=== Stored data ===

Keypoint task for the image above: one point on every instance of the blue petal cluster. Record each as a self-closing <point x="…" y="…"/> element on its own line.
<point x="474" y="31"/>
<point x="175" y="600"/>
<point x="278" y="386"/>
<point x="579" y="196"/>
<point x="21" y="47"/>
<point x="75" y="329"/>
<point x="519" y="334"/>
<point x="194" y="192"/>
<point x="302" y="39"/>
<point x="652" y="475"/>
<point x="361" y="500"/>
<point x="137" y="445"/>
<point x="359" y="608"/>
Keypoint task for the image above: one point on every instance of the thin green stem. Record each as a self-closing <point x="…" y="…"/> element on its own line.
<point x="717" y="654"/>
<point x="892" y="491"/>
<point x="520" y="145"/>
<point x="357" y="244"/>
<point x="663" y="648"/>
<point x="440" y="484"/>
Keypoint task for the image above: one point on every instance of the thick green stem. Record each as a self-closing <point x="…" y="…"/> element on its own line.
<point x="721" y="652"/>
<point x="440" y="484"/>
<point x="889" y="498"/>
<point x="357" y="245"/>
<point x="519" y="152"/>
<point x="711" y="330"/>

===

Arrange every line of the entries above as a Markdown table with the columns Row and Line. Number the rows in order and leave out blank lines.

• Solution for this problem:
| Row | Line |
|---|---|
| 1 | Keypoint task for the image above: one point on every instance of the blue petal cluster. Record each as a self-closing <point x="…" y="…"/> element on its own line. |
| 2 | <point x="474" y="31"/> |
| 3 | <point x="175" y="600"/> |
| 4 | <point x="278" y="386"/> |
| 5 | <point x="579" y="196"/> |
| 6 | <point x="21" y="47"/> |
| 7 | <point x="75" y="329"/> |
| 8 | <point x="519" y="334"/> |
| 9 | <point x="194" y="192"/> |
| 10 | <point x="302" y="39"/> |
| 11 | <point x="652" y="475"/> |
| 12 | <point x="361" y="500"/> |
| 13 | <point x="137" y="445"/> |
| 14 | <point x="359" y="608"/> |
| 15 | Keypoint task for the image above: one point on every instance of the thin green stem. Record each as a self-closing <point x="…" y="…"/> element on its own line. |
| 16 | <point x="717" y="654"/> |
| 17 | <point x="892" y="491"/> |
| 18 | <point x="520" y="145"/> |
| 19 | <point x="357" y="244"/> |
| 20 | <point x="663" y="648"/> |
| 21 | <point x="440" y="484"/> |
| 22 | Keypoint task for the image above: one point on every instance of the thick green stem. Record each as a self-closing <point x="…" y="…"/> element on its own line. |
| 23 | <point x="721" y="652"/> |
| 24 | <point x="440" y="484"/> |
| 25 | <point x="889" y="498"/> |
| 26 | <point x="357" y="245"/> |
| 27 | <point x="519" y="152"/> |
| 28 | <point x="711" y="330"/> |